(Исходный отрывок):
○ ○ ○

Любопытным эпизодом политической жизни Италии являлось правительство из представителей ХДП (Председатель Совета Министров Дж.Андреотти), опиравшееся с марта 1978 г. на абсолютное парламентское большинство, в которое входили фракции ХДП, ИСП, ИСДП, ИРП и, как ни удивительно, ИКП [125-78; 79]. В нижней палате этому большинству принадлежало 570 голосов из 630, в сенате – 283 из 315. Подобный расклад не соответствует не только "двухэтажному" партийно-политическому строению (ИКП здесь поддерживает правительство), но даже обычной биполярной системе, что, по-видимому, свидетельствовало о попытке стабилизировать политическую систему посредством минимизации уровня конфронтации. Под нашу схему такая ситуация, разумеется, не подпадает. Впрочем, продолжалась она недолго – из-за назревших противоречий правительство подало в отставку 31 янв. 1979 г., 3 – 4 июня прошли внеочередные парламентские выборы, – и, очевидно, предвещала надвигавшийся кризис итальянской политической системы в целом (в два следующих многопартийных кабинета были даже введены по несколько беспартийных).
Эту систему, как известно, спасти так и не удалось. Несмотря на неординарные меры (например, в июне 1981 г. правительство возглавил представитель сравнительно небольшой республиканской партии, Дж.Спадолини, в августе 1983 – председатель немногим более многочисленной социалистической партии, Б.Кракси), вместе с "перестройкой" в СССР, трансформацией Европы и мирового сообщества, послевоенная партийная система Италии рухнула и погребла под собой ведущих субъектов национального политического истеблишмента. Волна "судебной революции" нанесла решительный удар не только непосредственно по мафии, без которой не могла существовать политическая система [197], но и бросила на скамью подсудимых самых видных политиков прошлого. Италия вступила в бурную фазу политических перемен, но это уже обсуждалось в главе 2.

○ ○ ○

(Фрагменты записей):
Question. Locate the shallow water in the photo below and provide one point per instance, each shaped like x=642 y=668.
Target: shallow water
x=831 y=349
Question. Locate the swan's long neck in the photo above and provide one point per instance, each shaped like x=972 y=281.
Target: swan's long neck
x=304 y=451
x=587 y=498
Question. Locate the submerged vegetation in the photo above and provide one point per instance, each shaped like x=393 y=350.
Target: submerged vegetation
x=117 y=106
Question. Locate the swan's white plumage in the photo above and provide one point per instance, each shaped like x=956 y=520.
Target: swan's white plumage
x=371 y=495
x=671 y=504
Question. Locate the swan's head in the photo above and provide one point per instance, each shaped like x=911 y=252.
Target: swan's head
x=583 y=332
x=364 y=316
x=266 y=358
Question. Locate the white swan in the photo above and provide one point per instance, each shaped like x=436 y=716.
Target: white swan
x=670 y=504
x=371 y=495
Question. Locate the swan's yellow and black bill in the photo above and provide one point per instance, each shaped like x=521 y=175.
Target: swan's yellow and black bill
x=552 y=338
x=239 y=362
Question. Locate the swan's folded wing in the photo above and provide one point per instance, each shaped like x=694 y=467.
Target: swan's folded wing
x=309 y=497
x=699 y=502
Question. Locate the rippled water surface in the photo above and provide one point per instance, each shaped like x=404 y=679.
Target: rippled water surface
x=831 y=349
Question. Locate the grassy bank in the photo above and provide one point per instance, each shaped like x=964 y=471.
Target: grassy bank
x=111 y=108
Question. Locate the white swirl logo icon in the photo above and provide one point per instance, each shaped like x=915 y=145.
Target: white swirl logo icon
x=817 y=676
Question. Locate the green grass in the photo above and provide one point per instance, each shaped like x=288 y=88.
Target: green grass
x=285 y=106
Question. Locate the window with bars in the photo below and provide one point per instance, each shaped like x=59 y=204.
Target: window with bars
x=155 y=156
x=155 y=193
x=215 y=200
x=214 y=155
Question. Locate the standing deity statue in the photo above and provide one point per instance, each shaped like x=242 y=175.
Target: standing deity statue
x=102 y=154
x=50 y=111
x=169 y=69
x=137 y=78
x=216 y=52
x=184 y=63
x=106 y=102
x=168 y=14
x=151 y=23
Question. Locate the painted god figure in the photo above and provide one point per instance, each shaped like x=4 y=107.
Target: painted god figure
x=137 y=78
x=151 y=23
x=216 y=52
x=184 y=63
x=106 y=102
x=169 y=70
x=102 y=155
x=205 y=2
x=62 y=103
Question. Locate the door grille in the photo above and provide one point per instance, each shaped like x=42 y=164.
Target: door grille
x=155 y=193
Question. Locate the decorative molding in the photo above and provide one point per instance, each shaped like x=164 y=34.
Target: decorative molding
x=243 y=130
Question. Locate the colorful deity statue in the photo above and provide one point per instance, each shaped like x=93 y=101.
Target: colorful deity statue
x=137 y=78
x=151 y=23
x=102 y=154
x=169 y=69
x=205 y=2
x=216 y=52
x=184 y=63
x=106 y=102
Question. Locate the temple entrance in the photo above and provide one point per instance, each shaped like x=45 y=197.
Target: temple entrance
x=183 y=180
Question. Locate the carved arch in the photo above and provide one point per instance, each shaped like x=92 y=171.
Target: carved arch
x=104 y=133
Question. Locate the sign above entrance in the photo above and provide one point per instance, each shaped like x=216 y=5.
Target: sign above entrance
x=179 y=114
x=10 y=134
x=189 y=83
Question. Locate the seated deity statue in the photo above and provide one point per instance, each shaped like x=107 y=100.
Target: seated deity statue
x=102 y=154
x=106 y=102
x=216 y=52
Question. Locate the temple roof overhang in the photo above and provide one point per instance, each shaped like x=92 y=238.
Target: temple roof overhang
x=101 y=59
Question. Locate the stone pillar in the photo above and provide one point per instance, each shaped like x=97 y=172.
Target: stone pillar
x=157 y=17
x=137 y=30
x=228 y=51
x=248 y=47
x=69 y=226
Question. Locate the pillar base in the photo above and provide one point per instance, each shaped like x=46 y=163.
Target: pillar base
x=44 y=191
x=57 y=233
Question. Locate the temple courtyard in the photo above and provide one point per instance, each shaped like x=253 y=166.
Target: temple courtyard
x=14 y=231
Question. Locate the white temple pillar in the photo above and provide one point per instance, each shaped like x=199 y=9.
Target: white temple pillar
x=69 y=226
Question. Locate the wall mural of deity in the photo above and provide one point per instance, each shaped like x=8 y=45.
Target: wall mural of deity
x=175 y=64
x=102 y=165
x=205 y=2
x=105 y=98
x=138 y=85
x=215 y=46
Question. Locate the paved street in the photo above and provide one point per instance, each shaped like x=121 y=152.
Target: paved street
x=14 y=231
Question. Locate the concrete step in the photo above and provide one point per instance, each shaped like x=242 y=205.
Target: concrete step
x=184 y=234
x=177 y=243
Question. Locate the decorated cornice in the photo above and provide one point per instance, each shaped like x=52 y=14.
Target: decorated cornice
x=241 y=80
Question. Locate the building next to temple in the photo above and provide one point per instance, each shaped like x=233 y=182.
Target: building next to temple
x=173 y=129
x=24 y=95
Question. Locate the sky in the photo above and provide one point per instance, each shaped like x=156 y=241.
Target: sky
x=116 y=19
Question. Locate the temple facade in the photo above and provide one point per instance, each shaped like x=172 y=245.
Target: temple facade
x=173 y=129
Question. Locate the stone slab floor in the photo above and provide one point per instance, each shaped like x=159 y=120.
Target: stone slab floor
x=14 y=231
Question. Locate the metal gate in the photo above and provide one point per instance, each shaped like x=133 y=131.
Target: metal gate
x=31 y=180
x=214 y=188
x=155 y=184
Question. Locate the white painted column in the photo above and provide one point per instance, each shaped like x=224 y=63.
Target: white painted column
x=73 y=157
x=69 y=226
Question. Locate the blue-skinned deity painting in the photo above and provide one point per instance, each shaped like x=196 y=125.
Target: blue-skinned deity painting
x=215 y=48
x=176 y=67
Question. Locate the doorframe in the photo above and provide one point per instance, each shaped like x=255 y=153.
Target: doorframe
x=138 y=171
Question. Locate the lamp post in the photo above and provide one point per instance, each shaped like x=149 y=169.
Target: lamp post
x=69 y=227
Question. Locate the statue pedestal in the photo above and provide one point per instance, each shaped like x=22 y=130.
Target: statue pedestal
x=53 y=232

○ ○ ○

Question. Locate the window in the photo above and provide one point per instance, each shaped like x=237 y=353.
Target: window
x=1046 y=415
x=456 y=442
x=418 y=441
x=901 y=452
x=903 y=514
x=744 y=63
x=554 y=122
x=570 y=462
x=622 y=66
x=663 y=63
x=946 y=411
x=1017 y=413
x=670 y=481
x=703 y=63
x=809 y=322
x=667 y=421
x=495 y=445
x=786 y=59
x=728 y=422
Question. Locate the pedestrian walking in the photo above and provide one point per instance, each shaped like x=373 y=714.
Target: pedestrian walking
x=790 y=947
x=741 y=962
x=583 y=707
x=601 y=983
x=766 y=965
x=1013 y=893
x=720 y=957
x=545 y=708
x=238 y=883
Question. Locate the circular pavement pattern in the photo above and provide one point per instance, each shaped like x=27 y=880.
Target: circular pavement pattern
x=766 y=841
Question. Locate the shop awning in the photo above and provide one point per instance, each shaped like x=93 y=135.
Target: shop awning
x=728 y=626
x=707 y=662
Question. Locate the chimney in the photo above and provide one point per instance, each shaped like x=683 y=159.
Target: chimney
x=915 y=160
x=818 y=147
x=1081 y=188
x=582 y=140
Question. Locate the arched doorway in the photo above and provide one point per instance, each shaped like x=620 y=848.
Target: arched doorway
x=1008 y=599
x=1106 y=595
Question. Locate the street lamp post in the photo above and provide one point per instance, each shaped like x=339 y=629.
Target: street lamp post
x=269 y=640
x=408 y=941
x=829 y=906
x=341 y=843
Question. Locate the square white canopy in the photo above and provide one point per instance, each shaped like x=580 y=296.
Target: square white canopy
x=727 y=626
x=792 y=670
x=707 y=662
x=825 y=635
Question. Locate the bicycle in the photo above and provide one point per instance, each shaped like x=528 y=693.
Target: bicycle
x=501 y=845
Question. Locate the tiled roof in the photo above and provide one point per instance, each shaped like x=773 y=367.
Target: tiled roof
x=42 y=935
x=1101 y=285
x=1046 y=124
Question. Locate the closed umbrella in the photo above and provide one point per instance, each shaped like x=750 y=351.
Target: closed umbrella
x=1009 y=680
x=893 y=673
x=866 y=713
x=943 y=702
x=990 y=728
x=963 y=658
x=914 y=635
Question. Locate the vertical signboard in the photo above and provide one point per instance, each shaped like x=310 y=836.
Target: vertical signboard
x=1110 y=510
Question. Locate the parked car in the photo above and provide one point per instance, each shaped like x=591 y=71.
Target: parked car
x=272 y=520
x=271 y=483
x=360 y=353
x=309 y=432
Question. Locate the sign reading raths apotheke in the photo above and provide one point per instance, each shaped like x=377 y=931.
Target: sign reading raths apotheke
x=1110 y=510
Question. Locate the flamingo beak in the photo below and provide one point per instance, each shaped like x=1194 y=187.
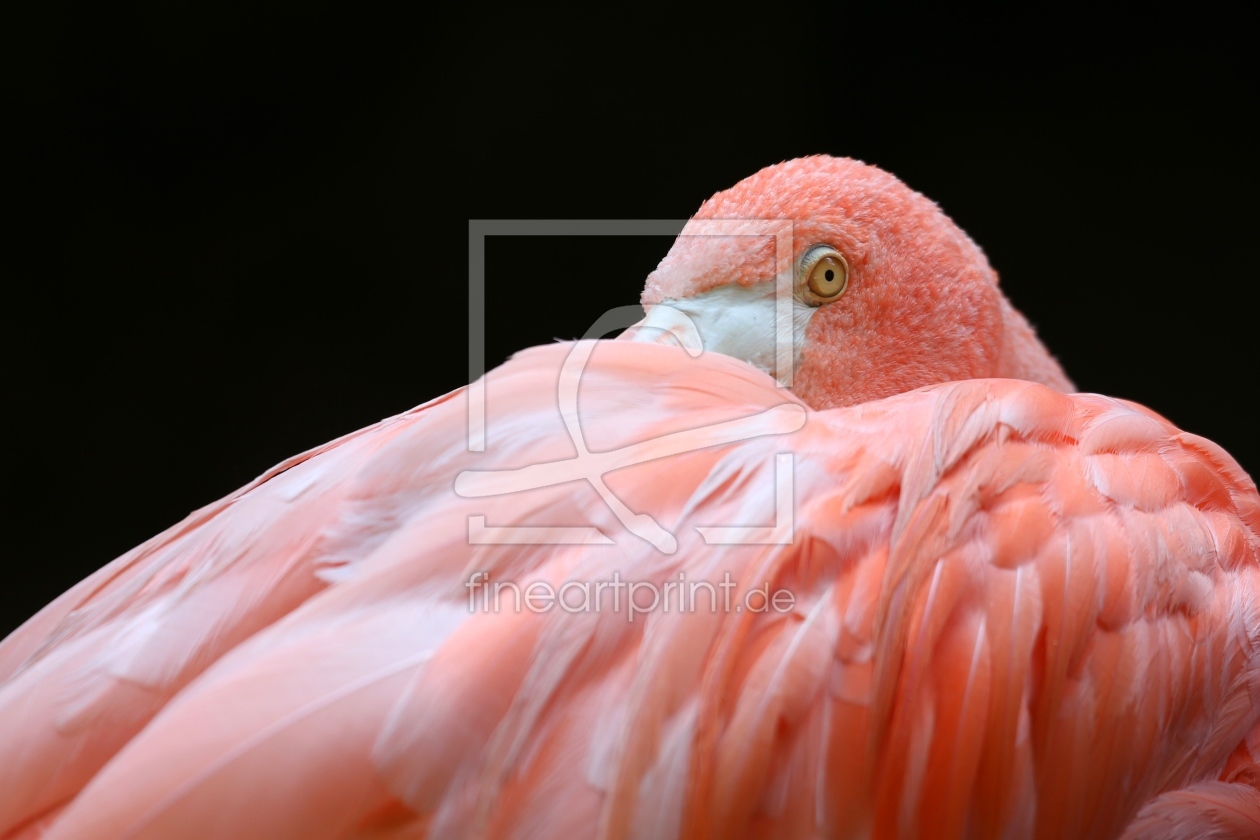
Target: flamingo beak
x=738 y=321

○ ○ ○

(Задания):
a. Судя по отрывку о политической жизни Италии, какого числа правительство Андреотти подало в отставку?
b. Продолжите отрывок о политической жизни Италии, начиная сразу после его последнего предложения.

(Ответы по порядку):
a. 31 января 1979 года.

b.
Что касается прошлого, кажутся правомочными следующие выводы. Оригинальность партийного строения послевоенной Италии не помешала реализации в ней – как и в классических биполярных системах – действующей пропорции золотого сечения. При этом поскольку, в отличие от обычных биполярных стран, Италия была дважды биполярна и поскольку в ней оказались значимыми не одна, а две логические оппозиции, постольку это находило выражение в перемежаемости или сосуществовании двух различных критериев. Практически в каждый момент итальянцы знали или ощущали, что конкретно они имеют в виду. Благодаря этому, вопреки видимой нестабильности, итальянской политической системе удавалось на протяжении десятилетий не только выстоять, но и в целом успешно справляться с управлением государством.
Норберто Боббио, крупнейший политический философ Италии, утверждал: "Итальянские политики изобрели не перманентную революцию, а перманентный кризис. Итальянская демократия постоянно в кризисе. Италия – слабая демократия, демократическая машина в нашей стране обладает слабым мотором, но я все же не считаю, что этот "вечный кризис" является предвестником катастрофы". И далее: "Итальянская демократия слаба, но устойчива. Итальянцы, может быть, не демократы по убеждению, но они между тем привыкли к демократии. Наша страна является демократической по привычке", цит. по: [56]. Остается лишь задаться вопросами, что в конечном счете удерживало Италию от перерастания хронических кризисов в обвал, что ответственно за упомянутую "привычку", и не взяла ли на себя функцию предохранителя, внутренней опоры и костяка исследуемая сила рационального бессознательного.
Приведенные расчеты имеют характер предварительных, ибо опираются исключительно на формальные данные.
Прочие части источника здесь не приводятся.